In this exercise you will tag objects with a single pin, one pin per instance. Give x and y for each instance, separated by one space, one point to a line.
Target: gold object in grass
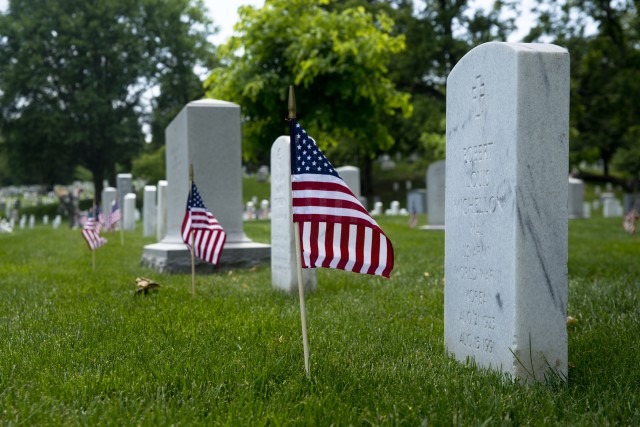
145 285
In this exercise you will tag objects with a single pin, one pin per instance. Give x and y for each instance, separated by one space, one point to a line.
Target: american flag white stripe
335 229
208 234
91 234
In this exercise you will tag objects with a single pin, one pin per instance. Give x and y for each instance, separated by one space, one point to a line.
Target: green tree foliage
73 74
150 166
338 62
605 75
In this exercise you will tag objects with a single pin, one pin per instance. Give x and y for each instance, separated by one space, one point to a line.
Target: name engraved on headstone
477 96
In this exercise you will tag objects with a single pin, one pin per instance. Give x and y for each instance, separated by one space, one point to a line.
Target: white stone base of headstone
284 273
431 227
174 256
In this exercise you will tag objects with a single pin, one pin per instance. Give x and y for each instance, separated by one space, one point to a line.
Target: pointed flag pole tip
292 103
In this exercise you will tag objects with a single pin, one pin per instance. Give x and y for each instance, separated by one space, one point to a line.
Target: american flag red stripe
114 216
336 231
91 234
208 235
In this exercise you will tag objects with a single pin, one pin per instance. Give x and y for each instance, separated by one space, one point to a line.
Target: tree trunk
366 178
98 178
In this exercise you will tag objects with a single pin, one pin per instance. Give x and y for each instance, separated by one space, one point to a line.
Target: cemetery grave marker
283 252
506 209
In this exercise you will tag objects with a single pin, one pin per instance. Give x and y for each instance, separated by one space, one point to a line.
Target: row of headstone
506 241
205 134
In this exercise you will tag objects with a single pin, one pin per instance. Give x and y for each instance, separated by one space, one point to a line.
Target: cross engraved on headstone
477 92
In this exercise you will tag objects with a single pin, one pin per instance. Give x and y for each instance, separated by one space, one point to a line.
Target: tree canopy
74 73
338 61
603 38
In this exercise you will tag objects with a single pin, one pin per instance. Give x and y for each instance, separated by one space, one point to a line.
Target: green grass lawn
77 348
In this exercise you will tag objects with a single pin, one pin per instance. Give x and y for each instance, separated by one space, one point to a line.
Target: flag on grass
112 217
336 231
91 233
208 235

BRIEF: Repeat the data exactly as written, but without the pictures.

TASK RESULT:
In this exercise you will tag objects with a single pin, one pin per instance. Give x and y for each instance, separated by one space, one point to a line.
Target: gold object in grass
145 285
In this exercise you will tag objects with a single pin, one pin per instance. Give x and y for each instance, separated by one space, one point to a line.
Target: american flag white stripe
335 229
208 234
91 234
In this exercise you will tag objects with a single pin, one pin per instance. Give x and y for each instance, separated by one space, one point to a line.
Target: green tree foliage
73 74
150 166
338 62
605 75
In this exercise you will tag objects with a single pin, one pin per instance. Give x and y for each instance, separated by one space, one point to a line.
Target: name engraved on headstone
477 96
In this exercise you will tag objects with a single pin, one pin per instance. Give x and y for each instance, separated by one space, one point to a line.
Target: white stone base of headstone
284 273
431 227
174 256
In this exercise you will tag objects with a single pin, one pin per instance. Give x and y for each instance, separated by one space, one point to a line.
Target: pointed flag pole tip
292 103
In this exercise you will tag objects with a single pin, one pin per instance. Give x and y for each instance, separated by one space, one point to a line.
Target: american flag red stripe
114 216
336 231
91 234
208 235
In this exercise you will tag objects with a single pin, one pin per instance. Give x and y for each instance, separated by one space, one point to a line.
Target: tree trunk
366 178
98 178
In this exercise you will tag objects with a single pin, one pin per instance. Give x and y for each instance, separated by one space, one point to a line.
Target: cemetery grave marker
283 252
506 209
In this exercise you will tag objects with a single pin, one pin per instance. Give x and y for each instance, separated by one space, one point to a line.
Target: row of headstone
506 241
205 134
In this exercise you will tag objects with a single pin, one pin per instance. Give x and y for each instance, separated by one space, one point to a line.
Target: cross engraved on headstone
477 92
In this exercise you will tag objects with a single pin, one pin per instance. Give x and y for each instance, separated by one space, one point to a line.
Target: tree canopy
74 73
338 61
603 38
In this exercise you will tag objects with a single pin, one pin per instance. Give x and y for each instance, separated by one space, one point to a line.
Target: green grass lawn
77 348
In this exercise you will tag objects with a single pin, one pin per instance. Give x and y for each instance, separated by one space, one point to a line.
Target: flag on grass
112 217
336 231
91 233
208 235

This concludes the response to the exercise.